**EXERCISE**:
Reproduce word for word everything from the beginning of the items down to and including the line that contains "POLYGON ((38 115, 40".

# MATERIAL FOR THIS EXERCISE start

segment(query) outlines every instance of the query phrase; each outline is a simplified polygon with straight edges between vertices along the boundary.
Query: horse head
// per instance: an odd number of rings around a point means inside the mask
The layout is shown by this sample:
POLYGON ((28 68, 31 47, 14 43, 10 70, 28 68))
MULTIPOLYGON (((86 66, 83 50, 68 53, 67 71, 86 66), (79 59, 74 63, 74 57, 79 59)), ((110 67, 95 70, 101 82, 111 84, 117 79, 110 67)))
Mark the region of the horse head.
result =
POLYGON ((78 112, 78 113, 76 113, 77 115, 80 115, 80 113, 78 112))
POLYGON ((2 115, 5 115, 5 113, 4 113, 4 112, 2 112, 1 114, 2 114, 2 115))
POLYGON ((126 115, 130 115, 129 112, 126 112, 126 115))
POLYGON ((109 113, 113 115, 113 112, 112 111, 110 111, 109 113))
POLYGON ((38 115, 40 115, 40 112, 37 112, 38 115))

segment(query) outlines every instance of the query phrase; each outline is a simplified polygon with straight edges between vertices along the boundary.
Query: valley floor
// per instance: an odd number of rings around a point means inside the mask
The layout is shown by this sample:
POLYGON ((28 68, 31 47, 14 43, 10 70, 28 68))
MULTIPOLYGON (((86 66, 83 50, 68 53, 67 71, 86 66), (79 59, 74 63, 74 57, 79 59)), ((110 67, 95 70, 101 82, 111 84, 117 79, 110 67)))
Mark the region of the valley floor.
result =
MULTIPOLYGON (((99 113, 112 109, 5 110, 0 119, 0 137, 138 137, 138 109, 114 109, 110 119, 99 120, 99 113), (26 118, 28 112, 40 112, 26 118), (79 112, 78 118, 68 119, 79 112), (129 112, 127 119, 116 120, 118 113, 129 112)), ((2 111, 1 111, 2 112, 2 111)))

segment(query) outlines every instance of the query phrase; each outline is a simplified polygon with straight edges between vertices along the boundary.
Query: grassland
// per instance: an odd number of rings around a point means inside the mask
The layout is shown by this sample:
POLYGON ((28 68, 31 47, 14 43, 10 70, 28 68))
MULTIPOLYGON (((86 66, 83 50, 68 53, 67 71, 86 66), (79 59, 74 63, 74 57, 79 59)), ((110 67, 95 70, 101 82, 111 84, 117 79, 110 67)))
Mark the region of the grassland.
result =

# MATERIAL FOR THIS EXERCISE end

**RESPONSE**:
segment(query) outlines every instance of the query phrase; each outline is a simplified polygon with straight edges between vertices along the boundary.
Query: horse head
// per instance: an odd number of rings around a point means inside the mask
The layout is shown by this sample:
POLYGON ((28 68, 31 47, 14 43, 10 70, 28 68))
MULTIPOLYGON (((86 66, 83 50, 68 53, 67 71, 86 66), (79 59, 74 63, 74 57, 79 59)), ((110 67, 95 70, 101 82, 111 84, 117 79, 110 67)))
Mark the region of the horse head.
result =
POLYGON ((78 112, 78 113, 76 113, 77 115, 80 115, 80 113, 78 112))
POLYGON ((2 115, 5 115, 5 113, 4 113, 4 112, 2 112, 1 114, 2 114, 2 115))
POLYGON ((126 115, 130 115, 129 112, 126 112, 126 115))
POLYGON ((109 113, 113 115, 113 112, 112 111, 110 111, 109 113))
POLYGON ((38 115, 40 115, 40 112, 37 112, 38 115))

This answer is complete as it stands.